* _Problem to solve_: Starting with the line that contains "Locate every instance of the bird wing", copy each line exactly through the end of the listing, and omit all pictures.
--- Begin ---
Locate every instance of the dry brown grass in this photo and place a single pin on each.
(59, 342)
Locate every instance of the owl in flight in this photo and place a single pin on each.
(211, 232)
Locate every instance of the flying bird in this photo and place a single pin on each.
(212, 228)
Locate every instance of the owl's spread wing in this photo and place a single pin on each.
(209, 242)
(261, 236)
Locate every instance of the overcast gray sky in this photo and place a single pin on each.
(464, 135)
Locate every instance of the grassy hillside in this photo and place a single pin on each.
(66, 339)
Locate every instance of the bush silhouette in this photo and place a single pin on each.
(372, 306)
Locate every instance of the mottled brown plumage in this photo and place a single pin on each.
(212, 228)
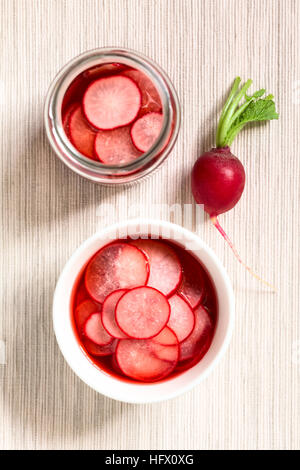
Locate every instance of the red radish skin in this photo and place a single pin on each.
(165, 346)
(81, 294)
(145, 131)
(94, 330)
(142, 312)
(108, 314)
(218, 181)
(192, 286)
(116, 266)
(111, 102)
(182, 318)
(139, 360)
(66, 118)
(84, 310)
(115, 147)
(202, 332)
(218, 177)
(81, 134)
(165, 268)
(99, 351)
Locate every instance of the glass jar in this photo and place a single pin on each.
(93, 170)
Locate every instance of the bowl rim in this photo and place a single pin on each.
(104, 383)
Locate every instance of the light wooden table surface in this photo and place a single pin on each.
(251, 400)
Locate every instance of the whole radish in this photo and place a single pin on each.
(218, 177)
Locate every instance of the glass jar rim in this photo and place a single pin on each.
(53, 119)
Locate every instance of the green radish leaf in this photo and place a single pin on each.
(235, 115)
(260, 110)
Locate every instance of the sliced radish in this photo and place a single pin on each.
(165, 345)
(81, 294)
(146, 130)
(192, 287)
(108, 314)
(137, 359)
(150, 96)
(115, 147)
(165, 268)
(116, 266)
(103, 70)
(95, 331)
(182, 318)
(97, 350)
(142, 312)
(112, 102)
(81, 134)
(84, 310)
(66, 118)
(200, 337)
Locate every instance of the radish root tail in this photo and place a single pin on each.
(227, 239)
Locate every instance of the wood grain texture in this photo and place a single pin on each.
(251, 401)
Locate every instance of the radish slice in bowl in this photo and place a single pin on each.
(165, 268)
(95, 331)
(182, 318)
(139, 359)
(116, 266)
(142, 312)
(108, 314)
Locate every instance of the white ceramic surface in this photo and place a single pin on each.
(110, 386)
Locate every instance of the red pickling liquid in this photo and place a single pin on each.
(187, 289)
(81, 132)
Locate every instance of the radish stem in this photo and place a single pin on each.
(227, 239)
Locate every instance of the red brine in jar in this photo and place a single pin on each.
(144, 310)
(112, 114)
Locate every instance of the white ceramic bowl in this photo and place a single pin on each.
(108, 385)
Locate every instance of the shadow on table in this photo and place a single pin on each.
(43, 398)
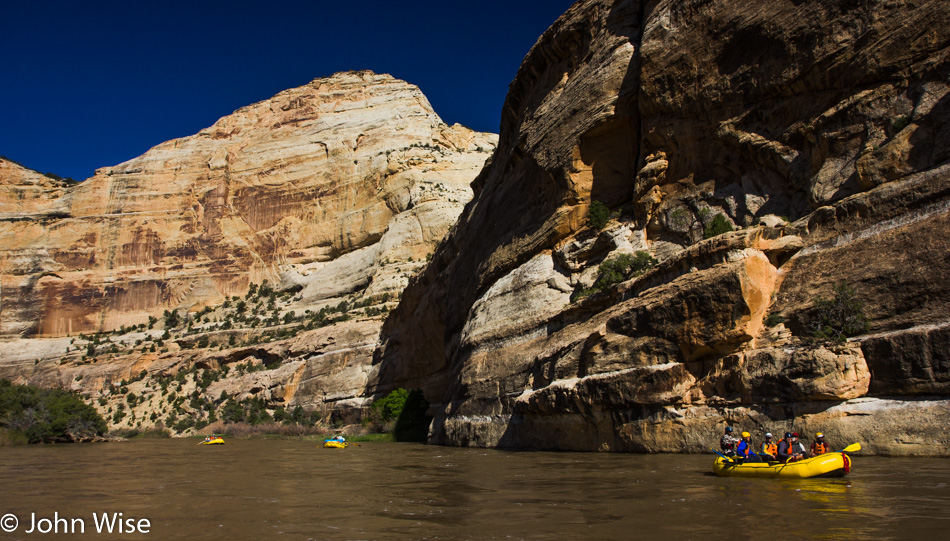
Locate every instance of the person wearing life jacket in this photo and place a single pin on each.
(769, 448)
(744, 449)
(819, 446)
(728, 442)
(790, 449)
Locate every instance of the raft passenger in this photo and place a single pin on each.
(728, 442)
(744, 449)
(819, 446)
(790, 449)
(769, 448)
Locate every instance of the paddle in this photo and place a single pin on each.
(723, 456)
(853, 448)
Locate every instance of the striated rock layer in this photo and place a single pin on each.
(357, 162)
(819, 131)
(333, 193)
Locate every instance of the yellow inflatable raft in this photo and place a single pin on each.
(836, 464)
(334, 444)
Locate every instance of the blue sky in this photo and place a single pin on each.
(89, 84)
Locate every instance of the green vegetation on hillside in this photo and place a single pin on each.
(718, 226)
(841, 317)
(47, 415)
(618, 269)
(598, 215)
(405, 412)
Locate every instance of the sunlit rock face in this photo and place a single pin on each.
(278, 190)
(333, 192)
(819, 132)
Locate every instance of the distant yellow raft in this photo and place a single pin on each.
(836, 464)
(217, 440)
(334, 444)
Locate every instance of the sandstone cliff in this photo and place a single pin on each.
(329, 196)
(819, 132)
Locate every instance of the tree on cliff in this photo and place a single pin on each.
(841, 317)
(47, 415)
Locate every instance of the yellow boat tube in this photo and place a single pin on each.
(217, 440)
(836, 464)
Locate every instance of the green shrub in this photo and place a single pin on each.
(718, 226)
(47, 415)
(837, 319)
(390, 406)
(598, 215)
(614, 271)
(413, 423)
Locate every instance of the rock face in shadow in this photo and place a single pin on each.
(818, 132)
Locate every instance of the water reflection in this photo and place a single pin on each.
(263, 489)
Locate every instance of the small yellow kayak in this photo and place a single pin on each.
(836, 464)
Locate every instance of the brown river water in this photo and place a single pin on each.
(266, 489)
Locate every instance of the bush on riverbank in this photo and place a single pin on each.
(47, 415)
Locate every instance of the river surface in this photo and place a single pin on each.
(266, 489)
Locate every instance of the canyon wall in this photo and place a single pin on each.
(274, 191)
(757, 157)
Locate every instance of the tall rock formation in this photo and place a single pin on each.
(254, 258)
(283, 186)
(818, 132)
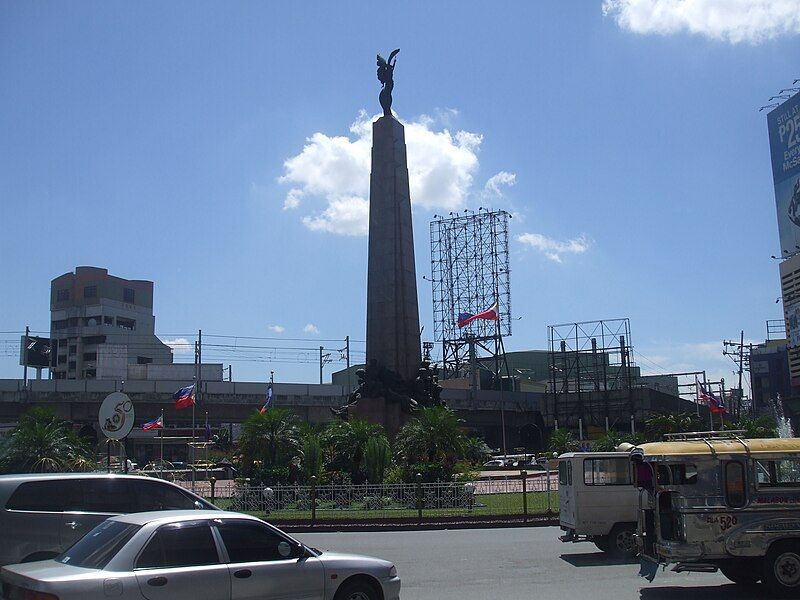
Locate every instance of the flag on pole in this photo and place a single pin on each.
(154, 424)
(490, 314)
(715, 404)
(184, 397)
(268, 403)
(208, 430)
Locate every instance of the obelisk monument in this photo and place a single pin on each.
(393, 336)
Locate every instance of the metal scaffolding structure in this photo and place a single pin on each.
(469, 274)
(589, 361)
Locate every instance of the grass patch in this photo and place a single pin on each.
(486, 505)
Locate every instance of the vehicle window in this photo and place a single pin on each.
(606, 471)
(778, 473)
(153, 495)
(735, 484)
(51, 496)
(683, 474)
(100, 545)
(179, 545)
(251, 542)
(107, 495)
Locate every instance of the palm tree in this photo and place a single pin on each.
(435, 434)
(271, 437)
(43, 443)
(758, 427)
(347, 442)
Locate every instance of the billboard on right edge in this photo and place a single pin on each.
(784, 141)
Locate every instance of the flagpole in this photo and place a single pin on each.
(161, 440)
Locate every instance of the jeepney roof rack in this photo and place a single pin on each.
(728, 434)
(709, 436)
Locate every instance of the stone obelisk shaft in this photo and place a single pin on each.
(393, 339)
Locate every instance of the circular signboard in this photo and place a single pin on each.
(116, 416)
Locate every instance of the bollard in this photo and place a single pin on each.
(313, 499)
(524, 476)
(419, 497)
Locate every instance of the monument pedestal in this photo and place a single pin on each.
(388, 415)
(393, 338)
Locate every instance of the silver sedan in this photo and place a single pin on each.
(171, 555)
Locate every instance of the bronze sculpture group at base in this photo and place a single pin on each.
(376, 381)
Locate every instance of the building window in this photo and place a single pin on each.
(126, 323)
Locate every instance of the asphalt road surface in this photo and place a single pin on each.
(525, 563)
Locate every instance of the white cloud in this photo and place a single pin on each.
(553, 249)
(495, 183)
(180, 345)
(441, 166)
(292, 200)
(734, 21)
(346, 216)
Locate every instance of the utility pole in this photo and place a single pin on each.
(25, 358)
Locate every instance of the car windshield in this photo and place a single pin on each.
(100, 545)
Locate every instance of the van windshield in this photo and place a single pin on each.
(99, 546)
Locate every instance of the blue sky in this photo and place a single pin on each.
(217, 149)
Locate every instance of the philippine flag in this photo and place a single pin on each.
(184, 397)
(491, 314)
(268, 403)
(154, 424)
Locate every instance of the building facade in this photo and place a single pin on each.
(100, 324)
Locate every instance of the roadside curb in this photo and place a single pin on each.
(415, 525)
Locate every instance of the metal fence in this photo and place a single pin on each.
(532, 495)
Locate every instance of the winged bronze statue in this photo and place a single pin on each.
(386, 77)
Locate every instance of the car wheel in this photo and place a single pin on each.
(356, 590)
(782, 569)
(621, 542)
(742, 572)
(601, 541)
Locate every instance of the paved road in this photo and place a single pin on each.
(519, 563)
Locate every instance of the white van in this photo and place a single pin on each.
(598, 501)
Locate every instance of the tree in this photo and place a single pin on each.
(435, 434)
(377, 459)
(313, 455)
(43, 443)
(346, 442)
(561, 440)
(270, 437)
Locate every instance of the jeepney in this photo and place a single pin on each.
(714, 500)
(597, 500)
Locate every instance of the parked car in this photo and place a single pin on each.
(199, 555)
(42, 514)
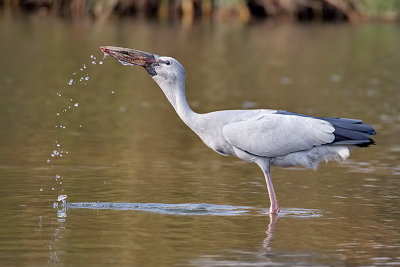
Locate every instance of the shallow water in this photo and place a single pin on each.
(134, 172)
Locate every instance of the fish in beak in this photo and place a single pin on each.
(131, 57)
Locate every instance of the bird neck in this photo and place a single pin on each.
(175, 93)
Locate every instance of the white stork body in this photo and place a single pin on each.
(263, 136)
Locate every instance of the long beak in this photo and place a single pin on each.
(129, 56)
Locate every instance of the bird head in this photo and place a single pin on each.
(162, 69)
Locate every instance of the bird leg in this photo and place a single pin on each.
(274, 208)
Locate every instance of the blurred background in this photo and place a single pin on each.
(79, 126)
(189, 11)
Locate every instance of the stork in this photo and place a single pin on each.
(262, 136)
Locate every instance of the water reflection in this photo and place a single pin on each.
(132, 148)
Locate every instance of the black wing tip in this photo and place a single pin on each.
(367, 143)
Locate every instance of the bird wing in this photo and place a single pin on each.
(274, 135)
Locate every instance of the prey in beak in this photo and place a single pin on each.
(131, 57)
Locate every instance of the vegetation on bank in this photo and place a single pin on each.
(190, 10)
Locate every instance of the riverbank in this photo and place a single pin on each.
(193, 10)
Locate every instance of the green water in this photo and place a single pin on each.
(126, 145)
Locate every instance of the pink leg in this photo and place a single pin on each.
(272, 197)
(264, 165)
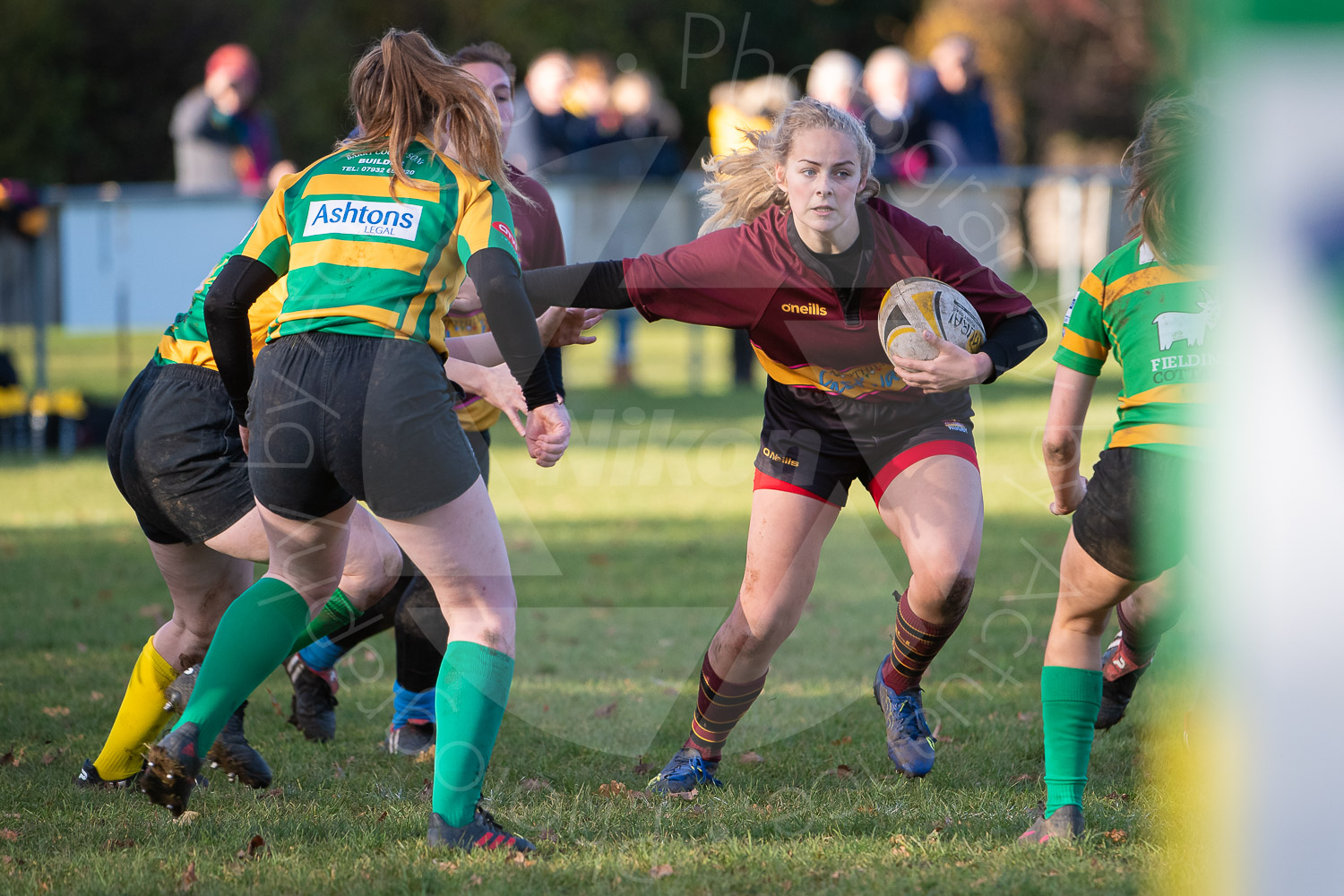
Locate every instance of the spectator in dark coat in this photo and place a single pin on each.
(961, 123)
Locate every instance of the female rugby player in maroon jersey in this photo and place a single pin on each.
(804, 274)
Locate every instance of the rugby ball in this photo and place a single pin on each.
(917, 304)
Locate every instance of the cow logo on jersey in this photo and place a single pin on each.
(508, 234)
(360, 218)
(1183, 325)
--- End ---
* _Final result_:
Locate every instance of the bird wing in this photo and place a single pin on each.
(274, 135)
Locate every instance of the prey in beak in this photo and place a single pin on each.
(131, 57)
Locate every instance of the vegetation on bank in this photo and place a single pin on each.
(190, 10)
Locate every instance of the riverbank in this photo and place a single pin on each.
(193, 10)
Locate every instance of the green water in this photo and place a single pin on each.
(126, 145)
Locate every instance of the pink leg in this photo and place a single pin on each.
(272, 197)
(264, 165)
Locate every instance of the spectator in dark coat in this photo and place a single pin on each.
(961, 123)
Locate every instance of the female rugby player in maroon jersey in this photo and place a single pin on each.
(804, 274)
Locate every instance of the rugby ball in this photo and place a single pin on each.
(917, 304)
Locate every instance of the cow logo on jersey in this photo and place a single pin on each.
(508, 234)
(360, 218)
(1183, 325)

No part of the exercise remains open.